[What you will do]:
Reproduce word for word the part of the matrix factorization page below that opens with the words containing "Our solution —" and closes with "vectors worked well.".

Standard approach and problems

In order to efficiently solve the above formula in a distributed way, we first looked at how systems that are similar in design to Giraph do it (using message passing instead of map/reduce). The standard approach corresponds to having both users and items as vertices of a graph, with edges representing known ratings. An iteration of SGD/ALS would then send user and/or item feature vectors across all the edges of the graph and do local updates.

There are a few problems with this solution:

  1. Huge amount of network traffic: This is the main bottleneck of all distributed matrix factorization algorithms. Since we send a feature vector across each edge of the graph, the amount of data sent over the wire in one iteration is proportional to #Ratings * #Features (here and later in the text we use # as notation for ‘number of’). For 100 billion ratings and 100 double features, this results in 80 TB of network traffic per iteration. Here we assumed that users and items are distributed randomly, and we are ignoring the fact that some of the ratings can live on the same worker (on average, this should be multiplied by the factor 1 – (1 / #Workers)). Note that smart partitioning can’t reduce network traffic by a lot because of the items that have large degrees, and that would not solve our problem.
  2. Some items in our data sets are very popular, so item degree distribution is highly skewed: This can cause memory problems — every item is receiving degree * #Features amount of data. For example, if an item has 100 million known ratings and 100 double features are used, this item alone would receive 80 GB of data. Large-degree items also cause processing bottlenecks (as every vertex is atomically processed), and everyone will wait for a few largest-degree items to be finished.
  3. This does not implement SGD exactly in the original formulation: Every vertex is working with feature vectors that it received in the beginning of the iteration, instead of the latest version of them. For example, say item A has ratings for users B and C. In a sequential solution, we’d update A and B first, getting A’ and B’, and then update A’ and C. With this solution, both B and C will be updated with A, the feature vector for the item from the beginning of the iteration. (This is practiced with some lock-free parallel execution algorithms and can slow down the convergence.)

Our solution — rotational hybrid approach

The main problem is sending all updates within each iteration, so we needed a new technique of combining these updates and sending less data. First we tried to leverage aggregators and use them to distribute item data, but none of the formulas we tried for combining partial updates on the item feature vectors worked well.

We finally came up with an approach that required us to extend Giraph framework with worker-to-worker messaging. Users are still presented as the vertices of the graph, but items are partitioned in #Workers disjoint parts, with each of these parts stored in global data of one of the workers. We put all workers in a circle, and rotate the items in clockwise direction after each superstep, by sending worker-to-worker messages containing items from each worker to the next worker in the line.

[Data extract]:
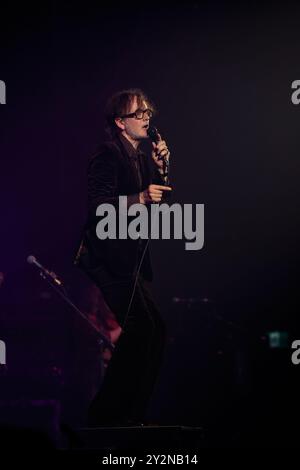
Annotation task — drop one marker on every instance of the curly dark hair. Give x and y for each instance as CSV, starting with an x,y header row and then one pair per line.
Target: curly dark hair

[Result for this exercise]:
Our solution — rotational hybrid approach

The main problem is sending all updates within each iteration, so we needed a new technique of combining these updates and sending less data. First we tried to leverage aggregators and use them to distribute item data, but none of the formulas we tried for combining partial updates on the item feature vectors worked well.